*Excerpted text*.
Garcia says that the doctrine of the imputation of the active obedience of Christ is not found "even 'seminally' " in Calvin before the last edition of the Institutes 1559. Garcia is simply wrong. Surely the doctrine is present more than seminally in these words of Calvin in his 1539 Commentary on Romans: "When, however, we come to Christ, we first find in Him the exact righteousness of the law, and this also becomes ours by imputation."[1]

Even more astounding to a historian is Garcia's statement: "For Calvin, Osiander is the only consistent Lutheran." This remarkable statement is not a slip of the pen, but is a reiteration of a conviction. Garcia has written elsewhere: "Calvin evidently perceives in Osiander's aberrant doctrine of justification the inevitable soteriological implications of a consistently held Lutheran Christology and sacramentology. Osiander, in Calvin's eyes, is effectively the only consistent Lutheran, and serves therefore as an ideal foil (remember Osiander is widely rejected by his Lutheran colleagues) for demonstrating what he regards as the dangerous irrationality at the heart of Lutheran ideas about Eucharistic communion with Christ."[2] As Garcia knows better than the Heidelberg Catechism and the Belgic Confession what is genuinely Reformed, so he knows better than all Lutherans and the Formula of Concord what is genuinely Lutheran. Article Three of the Formula of Concord rejects Osiander's justification theology as contrary to confessional Lutheranism. Garcia is aware of this Lutheran rejection of Osiander on justification, but it does not shape his understanding of Lutheranism.

*Objective*.
Pick up the passage above on Garcia's reading of Calvin and Osiander after its last sentence, and carry it forward. The records that follow are drawn from a separate source.

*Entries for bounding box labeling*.
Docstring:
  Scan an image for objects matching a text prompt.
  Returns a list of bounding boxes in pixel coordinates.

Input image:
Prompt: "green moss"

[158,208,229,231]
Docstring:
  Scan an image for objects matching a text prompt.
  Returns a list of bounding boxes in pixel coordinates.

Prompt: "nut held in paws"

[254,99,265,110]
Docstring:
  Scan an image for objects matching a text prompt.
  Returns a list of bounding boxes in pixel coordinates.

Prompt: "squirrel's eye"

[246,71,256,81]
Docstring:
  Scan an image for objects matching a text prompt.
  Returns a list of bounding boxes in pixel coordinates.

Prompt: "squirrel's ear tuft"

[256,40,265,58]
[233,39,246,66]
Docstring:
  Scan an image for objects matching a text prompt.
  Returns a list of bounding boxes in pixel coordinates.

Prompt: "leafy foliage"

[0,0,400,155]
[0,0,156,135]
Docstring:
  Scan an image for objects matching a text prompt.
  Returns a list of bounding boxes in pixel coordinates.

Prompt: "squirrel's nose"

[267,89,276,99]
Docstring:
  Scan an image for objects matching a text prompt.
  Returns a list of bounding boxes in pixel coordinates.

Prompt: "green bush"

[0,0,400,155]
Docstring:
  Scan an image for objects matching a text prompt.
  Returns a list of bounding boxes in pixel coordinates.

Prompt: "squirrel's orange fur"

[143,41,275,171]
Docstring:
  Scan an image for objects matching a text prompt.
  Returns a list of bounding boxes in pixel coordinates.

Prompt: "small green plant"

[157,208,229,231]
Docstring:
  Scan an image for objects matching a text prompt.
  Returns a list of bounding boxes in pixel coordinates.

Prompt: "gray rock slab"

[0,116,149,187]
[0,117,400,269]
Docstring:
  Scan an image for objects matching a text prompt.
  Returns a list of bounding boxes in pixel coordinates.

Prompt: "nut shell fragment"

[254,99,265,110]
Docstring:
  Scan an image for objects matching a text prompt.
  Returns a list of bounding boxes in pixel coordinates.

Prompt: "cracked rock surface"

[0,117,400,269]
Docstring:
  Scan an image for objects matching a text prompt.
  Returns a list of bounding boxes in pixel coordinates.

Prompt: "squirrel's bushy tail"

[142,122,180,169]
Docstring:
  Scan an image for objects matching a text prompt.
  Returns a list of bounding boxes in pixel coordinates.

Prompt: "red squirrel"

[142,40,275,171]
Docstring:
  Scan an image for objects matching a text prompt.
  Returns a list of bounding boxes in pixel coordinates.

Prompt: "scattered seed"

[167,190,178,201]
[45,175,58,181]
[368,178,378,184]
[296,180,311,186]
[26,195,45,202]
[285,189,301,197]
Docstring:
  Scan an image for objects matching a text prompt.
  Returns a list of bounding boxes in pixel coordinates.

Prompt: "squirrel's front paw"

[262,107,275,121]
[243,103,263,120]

*Response to the task*.
Reformed Christians should remember that the Lutheran Formula of Concord uses language remarkably like that of Reformed confessions in seeing an inseparable link between justification and sanctification: "We believe, teach, and confess that, although antecedent contrition and subsequent new obedience do not appertain to the article of justification before God, yet we are not to imagine any such justifying faith as can exist and abide with a purpose of evil, to wit: of sinning and acting contrary to conscience. But after that man is justified by faith, then that true and living faith works by love (Gal. 5:6), and good works always follow justifying faith, and are most certainly found together with it, provided only it be a true and living faith. For true faith is never alone, but hath always charity and hope in its train."[3] As Reformed Christians we must be careful not to misrepresent what Lutherans actually confess as their theological convictions.

Garcia claims to know Calvin's mind on Lutheranism and Osiander even when Calvin has not spoken explicitly. In his 1559 Institutes (3.11.5-12), Calvin does not identify Osiander as a Lutheran or in any way suggest that his doctrine of justification is consistently or inconsistently Lutheran. In one sentence he does link Osiander's theology of justification to his eucharistic ideas, but that one sentence will not support Garcia's contention that Calvin is attacking—in a chapter on justification—all Lutherans' Christology. Surely it is significant that Calvin does not mention Osiander in his long chapter on the Lord's Supper in the Institutes. It is Garcia—alone in history it would seem—for whom Osiander is the only consistent Lutheran.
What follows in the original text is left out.